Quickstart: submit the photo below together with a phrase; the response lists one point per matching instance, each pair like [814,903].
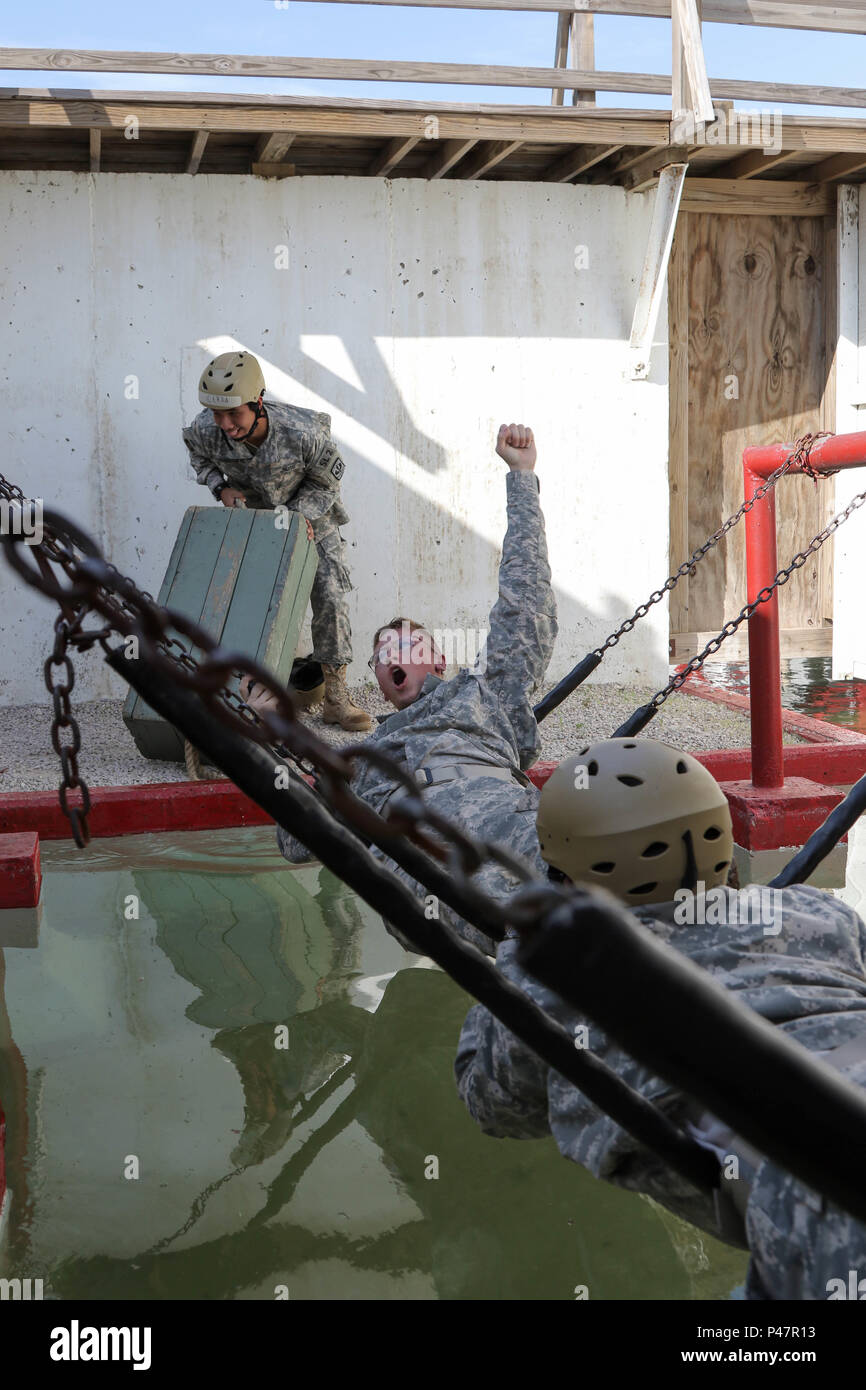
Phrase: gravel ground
[109,758]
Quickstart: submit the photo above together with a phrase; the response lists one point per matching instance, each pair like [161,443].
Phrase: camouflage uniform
[809,979]
[296,466]
[480,716]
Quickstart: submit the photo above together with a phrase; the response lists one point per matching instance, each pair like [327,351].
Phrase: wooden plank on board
[756,198]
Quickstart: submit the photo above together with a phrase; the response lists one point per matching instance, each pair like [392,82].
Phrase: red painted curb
[816,730]
[779,818]
[135,811]
[20,870]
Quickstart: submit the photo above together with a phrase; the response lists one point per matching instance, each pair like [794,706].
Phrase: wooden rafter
[391,156]
[273,148]
[446,156]
[755,163]
[577,161]
[838,166]
[196,150]
[487,159]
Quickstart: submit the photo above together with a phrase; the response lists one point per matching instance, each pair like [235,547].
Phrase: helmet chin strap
[690,877]
[260,412]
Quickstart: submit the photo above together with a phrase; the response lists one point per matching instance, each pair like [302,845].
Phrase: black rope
[673,1018]
[824,838]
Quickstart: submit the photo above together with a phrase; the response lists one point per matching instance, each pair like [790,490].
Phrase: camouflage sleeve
[499,1080]
[523,620]
[205,469]
[312,499]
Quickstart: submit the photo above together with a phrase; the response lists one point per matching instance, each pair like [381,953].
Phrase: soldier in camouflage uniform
[805,972]
[267,456]
[469,740]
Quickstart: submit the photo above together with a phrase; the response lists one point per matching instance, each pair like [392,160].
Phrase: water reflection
[306,1165]
[806,687]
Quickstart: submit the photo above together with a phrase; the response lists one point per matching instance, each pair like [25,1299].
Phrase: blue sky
[369,31]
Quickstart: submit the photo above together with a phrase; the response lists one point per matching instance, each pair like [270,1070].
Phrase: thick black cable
[567,684]
[303,815]
[824,838]
[670,1015]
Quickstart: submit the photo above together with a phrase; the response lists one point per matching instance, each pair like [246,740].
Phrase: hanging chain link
[63,720]
[799,456]
[762,597]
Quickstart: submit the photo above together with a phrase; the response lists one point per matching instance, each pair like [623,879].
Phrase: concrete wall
[419,314]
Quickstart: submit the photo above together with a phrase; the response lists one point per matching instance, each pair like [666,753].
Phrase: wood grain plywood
[756,374]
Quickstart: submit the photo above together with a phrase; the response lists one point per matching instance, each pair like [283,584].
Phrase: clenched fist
[516,445]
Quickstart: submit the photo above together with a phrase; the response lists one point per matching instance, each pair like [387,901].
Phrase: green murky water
[149,1045]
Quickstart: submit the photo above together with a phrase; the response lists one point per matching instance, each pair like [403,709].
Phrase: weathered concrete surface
[419,314]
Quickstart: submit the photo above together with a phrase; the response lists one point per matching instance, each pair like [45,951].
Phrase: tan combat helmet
[231,380]
[637,818]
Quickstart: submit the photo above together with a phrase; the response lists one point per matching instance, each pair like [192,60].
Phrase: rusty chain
[762,597]
[799,456]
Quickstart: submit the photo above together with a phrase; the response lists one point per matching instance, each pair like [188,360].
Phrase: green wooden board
[243,580]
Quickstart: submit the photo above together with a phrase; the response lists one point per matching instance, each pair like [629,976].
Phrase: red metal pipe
[762,565]
[837,452]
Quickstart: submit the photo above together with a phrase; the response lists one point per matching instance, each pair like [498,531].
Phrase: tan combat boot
[338,708]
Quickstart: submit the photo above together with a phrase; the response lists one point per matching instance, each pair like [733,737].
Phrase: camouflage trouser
[802,1246]
[331,630]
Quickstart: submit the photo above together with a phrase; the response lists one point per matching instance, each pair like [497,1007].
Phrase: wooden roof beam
[577,161]
[487,159]
[391,156]
[794,14]
[838,166]
[756,163]
[196,150]
[644,171]
[273,148]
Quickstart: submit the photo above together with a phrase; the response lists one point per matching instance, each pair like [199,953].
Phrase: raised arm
[523,620]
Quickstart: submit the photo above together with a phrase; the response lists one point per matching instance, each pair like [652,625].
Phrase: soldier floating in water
[469,740]
[652,824]
[266,456]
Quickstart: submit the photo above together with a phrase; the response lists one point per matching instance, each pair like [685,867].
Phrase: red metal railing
[762,567]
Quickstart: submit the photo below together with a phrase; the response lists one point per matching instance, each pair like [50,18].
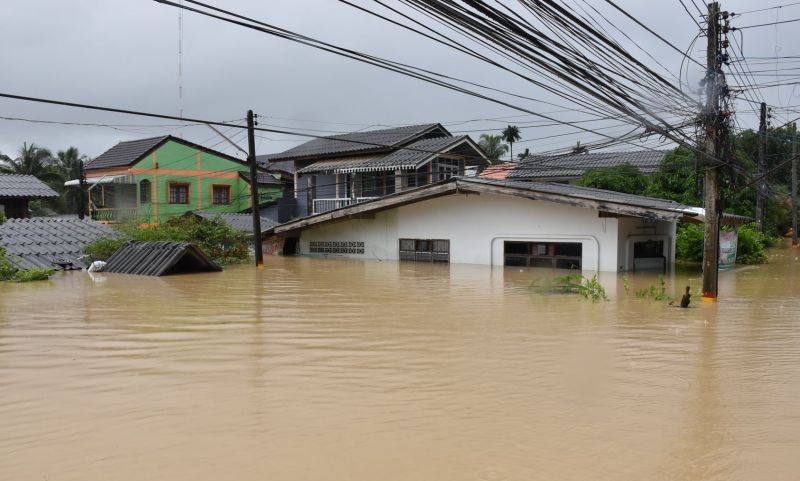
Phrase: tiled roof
[50,242]
[264,178]
[574,165]
[125,153]
[240,222]
[498,171]
[158,258]
[409,157]
[19,185]
[357,142]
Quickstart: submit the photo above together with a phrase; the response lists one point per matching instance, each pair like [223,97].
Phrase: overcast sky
[124,54]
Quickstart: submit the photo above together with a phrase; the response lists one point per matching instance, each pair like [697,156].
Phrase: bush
[102,248]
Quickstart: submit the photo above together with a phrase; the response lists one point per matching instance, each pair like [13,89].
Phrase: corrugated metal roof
[125,153]
[240,222]
[50,242]
[158,258]
[20,185]
[574,165]
[358,142]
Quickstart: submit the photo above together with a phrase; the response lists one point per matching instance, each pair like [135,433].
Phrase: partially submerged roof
[158,258]
[360,142]
[597,199]
[409,157]
[240,222]
[574,165]
[21,186]
[127,153]
[50,241]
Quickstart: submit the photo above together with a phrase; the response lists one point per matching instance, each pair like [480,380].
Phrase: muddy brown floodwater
[339,370]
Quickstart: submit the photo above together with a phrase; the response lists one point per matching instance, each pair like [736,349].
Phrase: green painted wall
[178,163]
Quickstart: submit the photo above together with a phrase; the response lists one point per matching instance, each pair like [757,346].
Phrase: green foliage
[102,248]
[10,273]
[574,283]
[622,178]
[213,236]
[689,242]
[656,292]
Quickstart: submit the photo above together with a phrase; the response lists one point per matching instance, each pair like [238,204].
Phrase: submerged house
[499,223]
[569,168]
[16,190]
[342,170]
[159,178]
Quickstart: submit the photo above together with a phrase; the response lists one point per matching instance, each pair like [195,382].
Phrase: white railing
[324,205]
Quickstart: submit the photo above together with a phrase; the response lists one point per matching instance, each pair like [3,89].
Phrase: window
[220,194]
[425,250]
[178,193]
[145,190]
[555,255]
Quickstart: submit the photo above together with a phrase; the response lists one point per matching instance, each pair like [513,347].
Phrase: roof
[409,157]
[574,165]
[586,197]
[240,222]
[20,185]
[129,152]
[158,258]
[50,241]
[498,171]
[358,142]
[264,178]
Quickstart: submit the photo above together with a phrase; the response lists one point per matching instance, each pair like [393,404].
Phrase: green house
[155,179]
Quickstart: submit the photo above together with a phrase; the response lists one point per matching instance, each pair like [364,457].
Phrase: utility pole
[251,158]
[762,155]
[713,125]
[794,184]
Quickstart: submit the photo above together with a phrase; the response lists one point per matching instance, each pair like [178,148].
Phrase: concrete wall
[477,226]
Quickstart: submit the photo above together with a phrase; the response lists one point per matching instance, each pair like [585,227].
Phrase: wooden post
[251,147]
[711,194]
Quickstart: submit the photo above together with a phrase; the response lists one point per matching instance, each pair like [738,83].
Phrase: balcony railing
[324,205]
[114,215]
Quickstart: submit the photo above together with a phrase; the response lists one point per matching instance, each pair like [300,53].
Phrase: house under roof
[360,143]
[564,167]
[127,153]
[50,242]
[21,185]
[159,258]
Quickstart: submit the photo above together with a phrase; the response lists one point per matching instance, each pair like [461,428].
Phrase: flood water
[342,370]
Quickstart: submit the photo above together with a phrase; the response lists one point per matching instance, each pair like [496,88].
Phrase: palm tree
[511,134]
[492,146]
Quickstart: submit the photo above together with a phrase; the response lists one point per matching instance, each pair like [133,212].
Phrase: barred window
[425,250]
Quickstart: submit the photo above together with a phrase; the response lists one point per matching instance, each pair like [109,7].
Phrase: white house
[499,222]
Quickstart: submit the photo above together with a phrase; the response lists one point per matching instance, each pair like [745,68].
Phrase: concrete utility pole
[251,159]
[794,184]
[762,156]
[713,125]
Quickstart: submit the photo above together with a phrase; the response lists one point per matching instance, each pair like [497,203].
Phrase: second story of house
[340,170]
[155,179]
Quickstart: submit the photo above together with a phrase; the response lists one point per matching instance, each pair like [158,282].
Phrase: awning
[105,179]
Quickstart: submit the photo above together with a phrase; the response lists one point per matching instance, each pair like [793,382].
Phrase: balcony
[324,205]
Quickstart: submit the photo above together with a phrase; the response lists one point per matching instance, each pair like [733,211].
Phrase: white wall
[476,226]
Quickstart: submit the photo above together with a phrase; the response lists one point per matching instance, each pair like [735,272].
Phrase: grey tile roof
[574,165]
[19,185]
[240,222]
[125,153]
[158,258]
[50,242]
[358,142]
[409,157]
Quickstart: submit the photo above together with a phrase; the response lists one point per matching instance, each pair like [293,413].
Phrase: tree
[511,134]
[492,146]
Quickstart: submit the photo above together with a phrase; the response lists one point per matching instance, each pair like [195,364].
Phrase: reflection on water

--

:: WHAT IS REQUIRED ::
Only one stretch of the records above is wanted: the lines between the one holding "pair like [736,349]." and the one holding "pair like [238,204].", inclusive, reproduced exactly.

:: OUTPUT OF THE EXERCISE ::
Quickstart: submit the photo above together with a phrase; the response lists one point per matching instance, each pair like [736,349].
Phrase: green painted wall
[178,163]
Quickstart: submit the photo above together with a phrase; the response lists one point per matching instance, each pair like [757,346].
Phrase: green foliage
[102,248]
[10,273]
[574,283]
[622,178]
[213,236]
[689,242]
[656,292]
Quickstart: submit the photo above together with a phrase; the response lists one point per matching instance, each pair like [238,204].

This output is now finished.